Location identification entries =

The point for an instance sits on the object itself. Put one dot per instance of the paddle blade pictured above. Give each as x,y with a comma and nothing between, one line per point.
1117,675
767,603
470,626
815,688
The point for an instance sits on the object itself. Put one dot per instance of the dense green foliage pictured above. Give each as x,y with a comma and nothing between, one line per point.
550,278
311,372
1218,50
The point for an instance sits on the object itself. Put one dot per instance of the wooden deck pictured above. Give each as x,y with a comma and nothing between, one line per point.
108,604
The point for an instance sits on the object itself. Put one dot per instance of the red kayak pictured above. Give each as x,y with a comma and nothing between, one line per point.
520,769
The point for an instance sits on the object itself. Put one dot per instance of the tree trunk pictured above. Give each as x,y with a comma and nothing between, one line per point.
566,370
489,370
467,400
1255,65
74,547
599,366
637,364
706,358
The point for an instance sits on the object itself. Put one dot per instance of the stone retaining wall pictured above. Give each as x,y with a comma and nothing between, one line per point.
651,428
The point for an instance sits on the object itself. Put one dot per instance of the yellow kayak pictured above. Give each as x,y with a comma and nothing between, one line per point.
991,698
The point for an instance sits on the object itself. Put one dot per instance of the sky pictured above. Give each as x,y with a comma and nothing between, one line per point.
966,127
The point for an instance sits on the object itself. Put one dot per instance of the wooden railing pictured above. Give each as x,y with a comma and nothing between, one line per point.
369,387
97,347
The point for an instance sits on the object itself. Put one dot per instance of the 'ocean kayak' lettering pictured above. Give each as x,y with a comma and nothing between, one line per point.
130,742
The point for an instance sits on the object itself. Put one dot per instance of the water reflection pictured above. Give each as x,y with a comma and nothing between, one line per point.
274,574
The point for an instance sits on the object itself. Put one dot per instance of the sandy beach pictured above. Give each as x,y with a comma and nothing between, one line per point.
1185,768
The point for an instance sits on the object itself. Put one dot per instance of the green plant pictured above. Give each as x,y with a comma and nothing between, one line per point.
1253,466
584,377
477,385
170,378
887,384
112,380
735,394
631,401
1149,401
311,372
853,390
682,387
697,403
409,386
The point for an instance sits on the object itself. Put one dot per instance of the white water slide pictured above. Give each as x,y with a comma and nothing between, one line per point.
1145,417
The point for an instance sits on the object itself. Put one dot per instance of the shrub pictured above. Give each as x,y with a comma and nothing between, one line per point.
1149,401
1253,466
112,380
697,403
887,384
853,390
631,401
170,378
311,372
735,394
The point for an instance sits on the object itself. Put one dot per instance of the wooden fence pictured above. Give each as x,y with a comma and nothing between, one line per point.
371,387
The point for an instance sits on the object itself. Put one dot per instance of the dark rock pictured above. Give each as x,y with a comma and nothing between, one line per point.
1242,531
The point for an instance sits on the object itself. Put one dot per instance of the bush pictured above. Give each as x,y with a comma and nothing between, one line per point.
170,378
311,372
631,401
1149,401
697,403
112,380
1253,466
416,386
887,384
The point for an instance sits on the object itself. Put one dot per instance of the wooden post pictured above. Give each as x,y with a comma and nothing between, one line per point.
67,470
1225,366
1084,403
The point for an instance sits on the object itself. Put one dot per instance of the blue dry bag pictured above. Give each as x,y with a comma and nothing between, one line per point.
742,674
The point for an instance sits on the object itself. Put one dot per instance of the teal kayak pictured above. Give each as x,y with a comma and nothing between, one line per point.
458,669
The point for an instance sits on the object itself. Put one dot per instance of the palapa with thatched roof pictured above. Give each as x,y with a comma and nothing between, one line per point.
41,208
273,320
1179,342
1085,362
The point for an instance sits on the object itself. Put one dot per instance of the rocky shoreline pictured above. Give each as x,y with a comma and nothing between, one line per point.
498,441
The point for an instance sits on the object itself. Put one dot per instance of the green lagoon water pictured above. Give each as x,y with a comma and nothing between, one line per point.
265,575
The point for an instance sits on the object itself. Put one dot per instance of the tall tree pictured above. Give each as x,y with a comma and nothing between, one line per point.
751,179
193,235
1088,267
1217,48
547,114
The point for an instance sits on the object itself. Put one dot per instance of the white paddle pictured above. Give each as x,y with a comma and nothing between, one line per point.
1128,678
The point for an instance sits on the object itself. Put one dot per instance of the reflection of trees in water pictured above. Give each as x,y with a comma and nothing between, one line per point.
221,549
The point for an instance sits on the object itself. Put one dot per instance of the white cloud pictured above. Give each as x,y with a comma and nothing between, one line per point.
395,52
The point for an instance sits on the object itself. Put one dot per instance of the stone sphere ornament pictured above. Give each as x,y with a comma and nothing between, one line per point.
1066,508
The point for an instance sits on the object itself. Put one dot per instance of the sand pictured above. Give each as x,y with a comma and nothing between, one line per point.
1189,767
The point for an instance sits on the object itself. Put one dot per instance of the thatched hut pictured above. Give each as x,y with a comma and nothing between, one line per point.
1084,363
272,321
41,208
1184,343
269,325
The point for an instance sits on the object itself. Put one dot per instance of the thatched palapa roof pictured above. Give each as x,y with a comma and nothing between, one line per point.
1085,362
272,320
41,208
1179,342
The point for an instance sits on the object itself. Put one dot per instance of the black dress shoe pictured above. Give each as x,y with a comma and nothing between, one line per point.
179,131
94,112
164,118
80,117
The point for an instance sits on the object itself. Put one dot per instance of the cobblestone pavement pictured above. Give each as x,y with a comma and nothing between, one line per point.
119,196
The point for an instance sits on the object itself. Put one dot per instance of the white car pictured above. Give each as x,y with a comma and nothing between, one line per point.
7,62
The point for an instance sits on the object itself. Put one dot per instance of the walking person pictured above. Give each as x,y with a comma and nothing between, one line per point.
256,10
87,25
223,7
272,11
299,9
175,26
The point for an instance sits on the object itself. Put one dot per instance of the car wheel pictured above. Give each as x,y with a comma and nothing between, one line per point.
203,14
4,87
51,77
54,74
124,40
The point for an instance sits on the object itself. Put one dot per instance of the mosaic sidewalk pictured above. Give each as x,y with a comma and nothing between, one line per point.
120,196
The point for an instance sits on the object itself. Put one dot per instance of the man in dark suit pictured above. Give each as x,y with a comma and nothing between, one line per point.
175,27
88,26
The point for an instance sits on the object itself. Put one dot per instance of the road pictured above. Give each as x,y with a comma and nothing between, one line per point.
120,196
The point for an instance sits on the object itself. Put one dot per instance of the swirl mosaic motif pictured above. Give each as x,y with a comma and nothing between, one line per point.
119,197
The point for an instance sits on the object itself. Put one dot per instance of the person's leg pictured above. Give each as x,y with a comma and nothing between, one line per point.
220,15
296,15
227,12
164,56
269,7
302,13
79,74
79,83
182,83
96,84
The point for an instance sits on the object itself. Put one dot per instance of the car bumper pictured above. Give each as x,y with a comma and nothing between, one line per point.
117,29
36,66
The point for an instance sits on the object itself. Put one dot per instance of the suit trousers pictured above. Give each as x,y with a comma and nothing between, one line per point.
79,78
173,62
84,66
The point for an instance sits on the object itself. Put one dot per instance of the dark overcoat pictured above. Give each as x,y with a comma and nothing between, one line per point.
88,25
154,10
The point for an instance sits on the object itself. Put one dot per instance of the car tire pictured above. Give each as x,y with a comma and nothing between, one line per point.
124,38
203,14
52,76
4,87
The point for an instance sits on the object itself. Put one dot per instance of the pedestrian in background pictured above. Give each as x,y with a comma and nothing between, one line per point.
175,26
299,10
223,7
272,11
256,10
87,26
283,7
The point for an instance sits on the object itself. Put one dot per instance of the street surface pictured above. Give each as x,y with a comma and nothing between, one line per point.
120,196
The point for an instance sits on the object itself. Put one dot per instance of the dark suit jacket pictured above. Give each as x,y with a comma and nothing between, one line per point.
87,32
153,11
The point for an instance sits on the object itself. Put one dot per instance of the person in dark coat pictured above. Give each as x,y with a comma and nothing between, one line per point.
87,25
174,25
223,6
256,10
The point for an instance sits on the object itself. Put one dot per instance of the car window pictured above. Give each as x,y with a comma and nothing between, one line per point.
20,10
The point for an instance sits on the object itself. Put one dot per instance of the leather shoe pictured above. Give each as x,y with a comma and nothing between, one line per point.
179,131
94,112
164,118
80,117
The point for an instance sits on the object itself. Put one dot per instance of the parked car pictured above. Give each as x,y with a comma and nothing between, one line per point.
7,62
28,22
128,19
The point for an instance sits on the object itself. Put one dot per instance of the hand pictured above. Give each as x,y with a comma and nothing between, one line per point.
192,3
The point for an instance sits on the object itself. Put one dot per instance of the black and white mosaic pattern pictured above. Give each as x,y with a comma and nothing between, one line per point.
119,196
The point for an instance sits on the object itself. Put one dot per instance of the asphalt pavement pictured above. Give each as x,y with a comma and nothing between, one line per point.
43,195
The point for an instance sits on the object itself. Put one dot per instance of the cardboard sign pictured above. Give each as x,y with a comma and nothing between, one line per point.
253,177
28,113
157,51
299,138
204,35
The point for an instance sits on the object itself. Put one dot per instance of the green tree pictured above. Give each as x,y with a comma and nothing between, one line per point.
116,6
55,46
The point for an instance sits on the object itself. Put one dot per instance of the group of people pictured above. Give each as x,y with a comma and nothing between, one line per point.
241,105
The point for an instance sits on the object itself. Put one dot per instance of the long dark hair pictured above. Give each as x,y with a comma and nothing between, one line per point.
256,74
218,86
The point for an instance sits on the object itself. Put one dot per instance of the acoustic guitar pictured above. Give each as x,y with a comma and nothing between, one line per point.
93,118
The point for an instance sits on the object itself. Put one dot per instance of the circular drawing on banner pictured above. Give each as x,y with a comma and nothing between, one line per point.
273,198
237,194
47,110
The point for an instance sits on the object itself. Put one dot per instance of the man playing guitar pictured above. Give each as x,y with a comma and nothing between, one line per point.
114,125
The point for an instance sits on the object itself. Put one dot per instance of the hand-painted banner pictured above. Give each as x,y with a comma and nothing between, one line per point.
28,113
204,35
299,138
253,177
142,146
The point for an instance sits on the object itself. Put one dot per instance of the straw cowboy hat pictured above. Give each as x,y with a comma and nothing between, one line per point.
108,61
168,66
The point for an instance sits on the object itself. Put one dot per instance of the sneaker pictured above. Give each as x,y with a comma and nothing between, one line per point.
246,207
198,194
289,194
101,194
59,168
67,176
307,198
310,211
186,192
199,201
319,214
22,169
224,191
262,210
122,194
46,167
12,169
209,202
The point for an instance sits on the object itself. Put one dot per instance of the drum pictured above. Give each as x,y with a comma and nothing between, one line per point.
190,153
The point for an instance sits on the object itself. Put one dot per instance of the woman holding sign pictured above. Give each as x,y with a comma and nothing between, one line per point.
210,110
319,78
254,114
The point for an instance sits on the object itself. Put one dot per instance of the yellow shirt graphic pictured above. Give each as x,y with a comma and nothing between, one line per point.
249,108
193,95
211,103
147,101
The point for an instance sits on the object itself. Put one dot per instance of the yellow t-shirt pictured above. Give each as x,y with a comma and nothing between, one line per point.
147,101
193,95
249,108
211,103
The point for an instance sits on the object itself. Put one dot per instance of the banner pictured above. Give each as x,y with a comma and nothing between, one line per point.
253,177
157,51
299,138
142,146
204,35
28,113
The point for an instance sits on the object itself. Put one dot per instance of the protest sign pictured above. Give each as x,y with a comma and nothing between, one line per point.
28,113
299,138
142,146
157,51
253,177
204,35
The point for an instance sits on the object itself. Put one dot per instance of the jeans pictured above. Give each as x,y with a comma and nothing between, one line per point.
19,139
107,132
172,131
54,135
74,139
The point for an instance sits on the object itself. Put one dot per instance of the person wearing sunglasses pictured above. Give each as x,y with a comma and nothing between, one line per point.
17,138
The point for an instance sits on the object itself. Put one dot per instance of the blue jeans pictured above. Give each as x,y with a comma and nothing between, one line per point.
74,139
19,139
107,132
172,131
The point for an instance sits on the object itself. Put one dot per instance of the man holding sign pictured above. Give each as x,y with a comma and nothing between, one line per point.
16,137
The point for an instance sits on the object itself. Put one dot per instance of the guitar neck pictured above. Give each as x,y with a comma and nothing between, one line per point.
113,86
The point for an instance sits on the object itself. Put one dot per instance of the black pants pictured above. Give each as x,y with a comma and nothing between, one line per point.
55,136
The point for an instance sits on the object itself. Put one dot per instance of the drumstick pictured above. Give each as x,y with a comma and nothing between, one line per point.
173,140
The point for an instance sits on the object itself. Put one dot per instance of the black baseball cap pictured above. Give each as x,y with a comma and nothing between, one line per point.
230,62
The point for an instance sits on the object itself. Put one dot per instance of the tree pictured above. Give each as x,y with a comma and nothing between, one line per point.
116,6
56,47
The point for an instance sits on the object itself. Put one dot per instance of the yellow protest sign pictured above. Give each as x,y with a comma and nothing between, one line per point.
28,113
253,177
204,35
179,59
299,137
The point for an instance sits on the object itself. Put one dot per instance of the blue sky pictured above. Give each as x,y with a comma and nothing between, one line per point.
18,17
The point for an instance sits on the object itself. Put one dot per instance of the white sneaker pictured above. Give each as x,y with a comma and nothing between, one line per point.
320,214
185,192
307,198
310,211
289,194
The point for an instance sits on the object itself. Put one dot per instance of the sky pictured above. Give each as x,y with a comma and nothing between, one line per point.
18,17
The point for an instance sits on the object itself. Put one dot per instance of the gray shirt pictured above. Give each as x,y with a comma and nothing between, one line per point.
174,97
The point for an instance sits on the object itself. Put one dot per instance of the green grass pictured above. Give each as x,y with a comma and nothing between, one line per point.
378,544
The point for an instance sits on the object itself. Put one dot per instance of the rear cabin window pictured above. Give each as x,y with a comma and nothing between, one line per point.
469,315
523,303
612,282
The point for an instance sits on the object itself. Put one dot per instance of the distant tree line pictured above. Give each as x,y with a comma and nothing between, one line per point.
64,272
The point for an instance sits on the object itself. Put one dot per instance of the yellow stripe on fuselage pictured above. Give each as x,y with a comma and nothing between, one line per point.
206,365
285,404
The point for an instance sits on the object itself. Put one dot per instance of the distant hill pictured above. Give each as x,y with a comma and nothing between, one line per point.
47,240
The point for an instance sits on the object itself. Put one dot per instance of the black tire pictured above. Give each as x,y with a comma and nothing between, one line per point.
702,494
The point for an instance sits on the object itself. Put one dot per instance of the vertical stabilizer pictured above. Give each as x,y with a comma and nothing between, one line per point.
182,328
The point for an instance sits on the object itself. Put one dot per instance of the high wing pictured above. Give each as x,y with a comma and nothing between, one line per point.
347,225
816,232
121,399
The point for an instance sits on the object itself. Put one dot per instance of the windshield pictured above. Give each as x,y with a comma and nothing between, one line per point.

CHALLENGE = Produce an exact copy of the lines from the one containing "of the vertical" through the last line, and of nothing else.

PROBLEM SOLUTION =
The point for an instance sits on the object itself. Put one dot per instance of the vertical stabilizer pictured above. Give each as x,y with a comma and nothing between, one line per point.
182,328
The point for an instance sits on the object itself. Put one dot per instance of the high wing pictured above. Give each as x,y with a comma and nothing between, one line per point.
347,225
816,232
121,399
The point for an instance sits on the object itself. Put one dot per instance of the windshield pictured above. Give each as x,y with a comma and nothing between, one line per point.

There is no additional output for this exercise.